** begin EXCERPTED RECORDS **
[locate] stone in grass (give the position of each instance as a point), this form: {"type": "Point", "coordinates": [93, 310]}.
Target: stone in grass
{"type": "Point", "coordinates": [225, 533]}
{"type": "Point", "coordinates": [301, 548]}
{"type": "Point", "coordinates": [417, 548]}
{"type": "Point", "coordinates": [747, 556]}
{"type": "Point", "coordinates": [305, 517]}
** end EXCERPTED RECORDS **
PROBLEM STATEMENT —
Output every line of the material above verbatim, keeping the original order.

COMPLETE RESPONSE —
[locate] stone in grass (give the position of each instance as a point), this form: {"type": "Point", "coordinates": [93, 310]}.
Target: stone in grass
{"type": "Point", "coordinates": [225, 533]}
{"type": "Point", "coordinates": [301, 548]}
{"type": "Point", "coordinates": [417, 548]}
{"type": "Point", "coordinates": [747, 556]}
{"type": "Point", "coordinates": [305, 517]}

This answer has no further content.